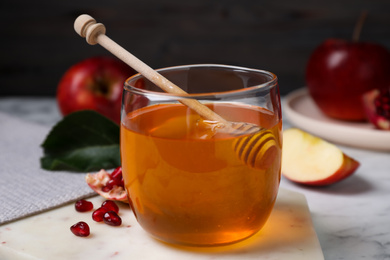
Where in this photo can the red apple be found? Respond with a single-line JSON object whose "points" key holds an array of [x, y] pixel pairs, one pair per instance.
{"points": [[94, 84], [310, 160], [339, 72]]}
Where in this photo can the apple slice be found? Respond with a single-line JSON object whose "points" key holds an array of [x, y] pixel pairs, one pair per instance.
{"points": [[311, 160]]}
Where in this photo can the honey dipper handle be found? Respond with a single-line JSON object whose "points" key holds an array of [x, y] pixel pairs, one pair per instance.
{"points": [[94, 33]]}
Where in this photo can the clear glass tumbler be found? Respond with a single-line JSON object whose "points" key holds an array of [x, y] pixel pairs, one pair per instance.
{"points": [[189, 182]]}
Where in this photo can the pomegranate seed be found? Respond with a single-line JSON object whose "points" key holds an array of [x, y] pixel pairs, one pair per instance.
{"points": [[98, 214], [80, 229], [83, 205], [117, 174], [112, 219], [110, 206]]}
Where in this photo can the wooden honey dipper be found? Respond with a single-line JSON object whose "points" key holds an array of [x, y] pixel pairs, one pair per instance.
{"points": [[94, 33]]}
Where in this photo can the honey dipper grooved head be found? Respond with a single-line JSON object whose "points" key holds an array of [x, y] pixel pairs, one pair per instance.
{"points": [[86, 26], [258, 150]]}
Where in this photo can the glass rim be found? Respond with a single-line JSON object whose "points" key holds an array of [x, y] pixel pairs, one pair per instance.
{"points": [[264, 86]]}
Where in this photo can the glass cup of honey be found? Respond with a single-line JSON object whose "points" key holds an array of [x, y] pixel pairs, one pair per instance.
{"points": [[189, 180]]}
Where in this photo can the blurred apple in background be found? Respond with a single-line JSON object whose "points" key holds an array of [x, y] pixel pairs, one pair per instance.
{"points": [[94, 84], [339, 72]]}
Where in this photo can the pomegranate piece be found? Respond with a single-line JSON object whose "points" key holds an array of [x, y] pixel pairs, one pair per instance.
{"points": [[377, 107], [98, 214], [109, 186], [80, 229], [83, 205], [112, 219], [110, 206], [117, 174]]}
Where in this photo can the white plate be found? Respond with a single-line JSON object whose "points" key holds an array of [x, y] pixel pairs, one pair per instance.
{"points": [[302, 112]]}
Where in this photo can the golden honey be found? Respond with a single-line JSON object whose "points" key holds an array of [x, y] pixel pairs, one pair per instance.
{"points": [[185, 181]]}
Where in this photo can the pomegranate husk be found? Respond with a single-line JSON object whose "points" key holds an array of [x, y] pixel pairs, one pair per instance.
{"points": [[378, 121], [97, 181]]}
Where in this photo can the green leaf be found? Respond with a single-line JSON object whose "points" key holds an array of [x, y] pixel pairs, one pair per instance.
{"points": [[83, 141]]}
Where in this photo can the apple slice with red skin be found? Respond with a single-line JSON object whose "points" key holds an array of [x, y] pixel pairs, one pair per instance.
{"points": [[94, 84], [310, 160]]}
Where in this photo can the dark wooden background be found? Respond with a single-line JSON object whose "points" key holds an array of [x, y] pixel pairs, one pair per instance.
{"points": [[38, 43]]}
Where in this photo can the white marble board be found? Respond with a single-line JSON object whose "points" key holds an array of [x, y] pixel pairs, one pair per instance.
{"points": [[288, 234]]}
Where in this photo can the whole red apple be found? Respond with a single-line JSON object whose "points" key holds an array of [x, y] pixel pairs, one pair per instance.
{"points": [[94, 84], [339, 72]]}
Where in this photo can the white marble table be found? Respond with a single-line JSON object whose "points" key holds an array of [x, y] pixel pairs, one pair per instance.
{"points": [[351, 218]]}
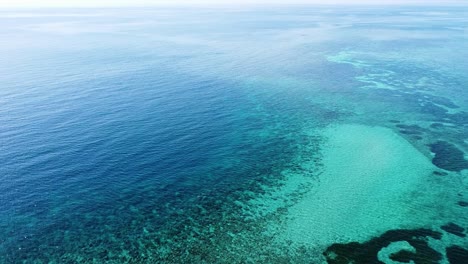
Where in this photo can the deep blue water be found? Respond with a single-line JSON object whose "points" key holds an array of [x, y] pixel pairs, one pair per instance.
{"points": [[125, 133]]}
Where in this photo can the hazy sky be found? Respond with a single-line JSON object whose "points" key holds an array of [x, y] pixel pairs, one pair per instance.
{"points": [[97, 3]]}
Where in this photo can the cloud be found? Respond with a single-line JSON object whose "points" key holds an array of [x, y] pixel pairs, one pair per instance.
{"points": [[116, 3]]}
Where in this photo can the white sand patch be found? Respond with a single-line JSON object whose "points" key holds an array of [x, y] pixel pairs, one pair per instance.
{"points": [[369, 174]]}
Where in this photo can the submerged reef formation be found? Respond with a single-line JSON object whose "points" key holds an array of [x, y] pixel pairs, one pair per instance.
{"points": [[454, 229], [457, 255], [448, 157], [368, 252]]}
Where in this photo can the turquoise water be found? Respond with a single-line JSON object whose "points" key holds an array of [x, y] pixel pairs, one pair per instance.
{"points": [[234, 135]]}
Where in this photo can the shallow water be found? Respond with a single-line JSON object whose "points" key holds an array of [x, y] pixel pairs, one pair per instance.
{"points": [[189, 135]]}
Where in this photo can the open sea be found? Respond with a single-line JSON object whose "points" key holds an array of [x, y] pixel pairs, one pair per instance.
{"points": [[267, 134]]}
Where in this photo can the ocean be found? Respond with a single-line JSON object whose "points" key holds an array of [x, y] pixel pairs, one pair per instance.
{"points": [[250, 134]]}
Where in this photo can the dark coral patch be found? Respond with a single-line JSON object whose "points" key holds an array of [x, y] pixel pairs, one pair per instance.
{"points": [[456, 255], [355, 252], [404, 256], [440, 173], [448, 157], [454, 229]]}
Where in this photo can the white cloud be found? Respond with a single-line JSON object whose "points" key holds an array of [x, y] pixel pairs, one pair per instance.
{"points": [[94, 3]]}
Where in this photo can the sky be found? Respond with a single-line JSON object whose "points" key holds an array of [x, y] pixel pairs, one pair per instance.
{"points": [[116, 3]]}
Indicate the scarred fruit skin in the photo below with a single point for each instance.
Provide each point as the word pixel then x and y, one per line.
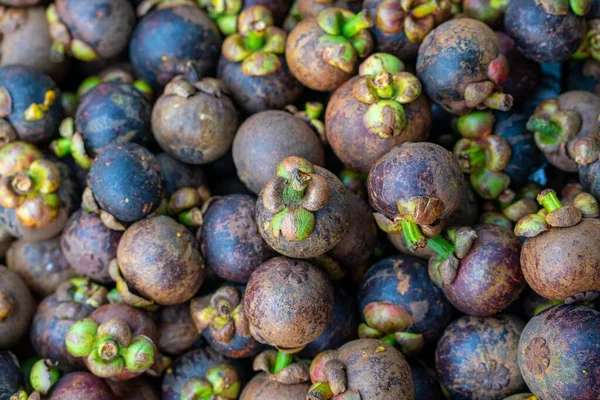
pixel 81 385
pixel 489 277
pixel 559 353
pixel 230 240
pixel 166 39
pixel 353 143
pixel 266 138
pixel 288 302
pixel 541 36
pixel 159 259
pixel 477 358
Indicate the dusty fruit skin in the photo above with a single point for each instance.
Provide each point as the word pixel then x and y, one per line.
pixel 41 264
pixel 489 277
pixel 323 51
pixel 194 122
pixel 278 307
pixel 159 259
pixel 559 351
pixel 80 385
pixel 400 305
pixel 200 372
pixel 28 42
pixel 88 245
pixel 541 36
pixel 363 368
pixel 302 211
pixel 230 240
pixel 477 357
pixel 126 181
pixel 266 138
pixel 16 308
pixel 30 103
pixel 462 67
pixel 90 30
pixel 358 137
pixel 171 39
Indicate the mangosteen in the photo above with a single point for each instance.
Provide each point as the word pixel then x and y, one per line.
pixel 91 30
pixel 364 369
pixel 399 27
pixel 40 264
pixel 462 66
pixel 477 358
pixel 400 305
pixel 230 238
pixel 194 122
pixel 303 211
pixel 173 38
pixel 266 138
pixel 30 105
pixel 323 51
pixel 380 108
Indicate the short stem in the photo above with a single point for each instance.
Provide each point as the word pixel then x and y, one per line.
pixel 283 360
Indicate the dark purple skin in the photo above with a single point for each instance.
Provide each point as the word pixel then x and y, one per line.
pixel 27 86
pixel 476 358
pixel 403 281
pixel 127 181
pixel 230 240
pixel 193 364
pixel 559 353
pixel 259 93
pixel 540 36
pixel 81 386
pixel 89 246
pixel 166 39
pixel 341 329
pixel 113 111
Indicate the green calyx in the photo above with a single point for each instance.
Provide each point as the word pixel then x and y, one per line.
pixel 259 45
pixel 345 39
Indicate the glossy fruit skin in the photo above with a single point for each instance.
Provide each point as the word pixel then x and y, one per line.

-- ACTIVITY --
Give the listing again in full, exactly as it is, but without its images.

-- YOUR RESPONSE --
Where in this photo can the red apple be found? Respond with a single-line JSON object whose "points" key holds an array of [x, y] pixel pairs, one pair per instance.
{"points": [[94, 84], [310, 160], [339, 72]]}
Where in this photo can the apple slice be found? Respond with a single-line JSON object whose "points" key holds an array of [x, y] pixel pairs, one pair per instance.
{"points": [[311, 160]]}
Where in this photo can the honey dipper handle be found? Respond with a single-line JSON object whose "points" key holds an array of [x, y] pixel pairs, one pair per instance.
{"points": [[94, 33]]}
Where in this photo can the clear glass tumbler be found? Respond with a single-line JSON object whose "points" key holds an array of [x, y] pixel pairs, one pair per instance.
{"points": [[189, 182]]}
Where in this photo can the pomegranate seed be found? Respond with a single-line JSON object whose "points" key holds an array of [x, y] pixel pairs, one pair per instance.
{"points": [[98, 214], [80, 229], [83, 205], [117, 174], [112, 219], [110, 206]]}
Where in this photo can the wooden honey dipper be found? Respond with a single-line JSON object whose "points" key holds an array of [x, y] pixel pairs, one pair per instance.
{"points": [[94, 33]]}
Where in this photo can the honey dipper grooved head be found? Respond with a single-line JSON object whose "points" key holds an array of [x, y] pixel pairs, one pair per instance.
{"points": [[86, 26], [258, 150]]}
Where in this photo can the glass rim be found? Respond with a single-line JSON object whose "points" key holds an array of [x, y] pixel pairs, one pair per instance.
{"points": [[264, 86]]}
Where in this photo can the glass cup of honey be found? Respond with a single-line JSON object whose "points" key holds an array of [x, y] pixel pairs, one pair per instance.
{"points": [[189, 180]]}
Where in this photo can the blurred apple in background be found? Respond with a single-line JSON object whose "points" key holds an array of [x, y] pixel pairs, one pair per instance.
{"points": [[94, 84], [339, 72]]}
Where in this photo can the pomegranate piece be found? Respond with a single-line JSON object whose "points" key holds an array of [x, y] pixel pairs, one pair per instance.
{"points": [[377, 107], [98, 214], [109, 186], [80, 229], [83, 205], [112, 219], [110, 206], [117, 174]]}
Where in this photo can the white plate be found? Respond with a single-line JSON object whose "points" key holds an array of [x, y] pixel pairs, one pair per instance.
{"points": [[302, 112]]}
Where in this photo can the golden honey be found? Respond with a single-line JSON object whose "points" key holds an array of [x, y] pixel pairs, one pair per instance.
{"points": [[185, 181]]}
Where in this photo can the pomegranate husk be found? Respond with a single-line JSON object whose "points" key holds an array of [x, y] pixel pairs, one pair per instance.
{"points": [[378, 121], [97, 181]]}
Where in this photo can the green leaf be found? Respond with a single-line JSON object whose "points" key holds an array of [x, y] pixel pairs, one pair per instance.
{"points": [[83, 141]]}
Where in this photo can the apple slice with red skin be found? Respond with a single-line JSON object whose "points" key holds an array of [x, y] pixel pairs, one pair per instance.
{"points": [[94, 84], [310, 160]]}
Where in this photo can the dark wooden background be found? Respond with a single-line JSON object whose "points" key holds an array of [x, y] pixel pairs, one pair per instance.
{"points": [[38, 43]]}
Where in this photo can the white marble board be found? Respond with a single-line JSON object whose "points" key holds an array of [x, y] pixel pairs, one pair per instance.
{"points": [[288, 234]]}
Where in this photo can the whole red apple be found? Respond with a single-line JSON object whose "points" key holds an array of [x, y] pixel pairs, one pair per instance.
{"points": [[94, 84], [339, 72]]}
Where in this photo can the white marble table be found? Respond with a single-line JSON object whose "points" key holds an array of [x, y] pixel pairs, one pair per instance.
{"points": [[351, 218]]}
Where in this photo can the deep blue water be found? Respond with a single-line JSON object whose "points" key holds an array of [x, y] pixel pairs, one pair per instance.
{"points": [[125, 133]]}
Where in this photo can the hazy sky be found? Respond with a single-line JSON object whose "points" key holds an array of [x, y] pixel pairs, one pair per instance.
{"points": [[97, 3]]}
Where in this photo can the cloud be found? Respond with a single-line JSON object whose "points" key holds an array of [x, y] pixel pairs, one pair per instance.
{"points": [[116, 3]]}
Where in this photo can the white sand patch be found? Respond with a single-line JSON object whose "points" key holds an array of [x, y] pixel pairs, one pair per instance.
{"points": [[369, 174]]}
Where in this photo can the submerged reef formation be found? Respond with a single-line JSON object whose "points" key holds an array of [x, y] pixel pairs, one pair per instance.
{"points": [[454, 229], [457, 255], [448, 157], [368, 252]]}
Where in this photo can the turquoise water be found? Respond with a single-line JSON object whose "points" key holds an array of [x, y] pixel pairs, one pair per instance.
{"points": [[234, 135]]}
Where in this photo can the shallow water be found? Respond with a single-line JSON object whose "points" key holds an array of [x, y] pixel pairs, one pair per instance.
{"points": [[189, 135]]}
Where in this photo can the open sea be found? Respond with a single-line JSON object whose "points" key holds an array of [x, y] pixel pairs, one pair per instance.
{"points": [[267, 134]]}
Where in this photo can the ocean be found? Respond with a single-line JSON object whose "points" key holds an array of [x, y] pixel pairs, one pair per instance.
{"points": [[250, 134]]}
Where in this photo can the dark coral patch be found? Respond with a single-line JSON object whose "points" key holds an array of [x, y] pixel pairs, one pair per instance.
{"points": [[456, 255], [355, 252], [404, 256], [440, 173], [448, 157], [454, 229]]}
Where in this photo can the white cloud be found? Respond with a single-line JSON object whose "points" key holds an array of [x, y] pixel pairs, one pair per instance.
{"points": [[94, 3]]}
Where in this photo can the sky be found? Respond with a single-line JSON object whose "points" key holds an array of [x, y] pixel pairs, one pair per instance.
{"points": [[116, 3]]}
Indicate the scarred fruit skin in the photo below with a single point for each instance.
Provide each point as the word pixel then x and y, one per line.
pixel 81 385
pixel 489 277
pixel 559 353
pixel 230 240
pixel 166 39
pixel 353 143
pixel 266 138
pixel 288 302
pixel 541 36
pixel 159 259
pixel 477 358
Indicate the dusty fruit skin in the photo above with a single point for each instance.
Provide each point as the word pixel then x and y, one per line.
pixel 41 264
pixel 489 277
pixel 323 51
pixel 194 122
pixel 278 307
pixel 159 259
pixel 559 351
pixel 80 385
pixel 400 305
pixel 200 372
pixel 28 42
pixel 88 245
pixel 541 36
pixel 363 368
pixel 302 211
pixel 230 240
pixel 477 357
pixel 126 181
pixel 266 138
pixel 16 308
pixel 30 103
pixel 462 67
pixel 90 30
pixel 358 137
pixel 171 39
Indicate the mangosteen in the photo above with a single point for each instance.
Provide each point as the word pixel then x and y, one per line.
pixel 91 30
pixel 364 369
pixel 399 27
pixel 40 264
pixel 462 66
pixel 477 358
pixel 400 305
pixel 230 238
pixel 194 122
pixel 303 211
pixel 173 38
pixel 266 138
pixel 30 105
pixel 323 51
pixel 380 108
Indicate the short stem in the photo above with a single point for each instance.
Provide each point as the word pixel then x and y, one per line.
pixel 283 360
Indicate the dark purple skin in the photo above with a single point for each instance.
Provide each point as the word pixel then x and y, one per line.
pixel 27 86
pixel 476 358
pixel 403 281
pixel 127 181
pixel 230 240
pixel 193 364
pixel 559 353
pixel 259 93
pixel 540 36
pixel 81 386
pixel 89 246
pixel 166 39
pixel 341 329
pixel 113 111
Indicate the green calyx in the photo above with a single point for each instance.
Provide each point as the word pixel then x and y, one per line.
pixel 259 45
pixel 345 39
Indicate the glossy fruit skin in the photo above with a single point for each instance.
Provide each point as the word pixel then x and y, one per line.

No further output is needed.